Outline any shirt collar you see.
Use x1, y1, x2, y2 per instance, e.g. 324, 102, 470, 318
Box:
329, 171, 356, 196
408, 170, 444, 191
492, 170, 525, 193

Exercise requirements:
The records above are to be set down again exactly as written.

Written response:
Outline any shirt collar you see.
Use x1, y1, x2, y2 per instance, e.g. 324, 102, 470, 318
Box:
329, 171, 356, 196
408, 170, 444, 191
492, 170, 525, 193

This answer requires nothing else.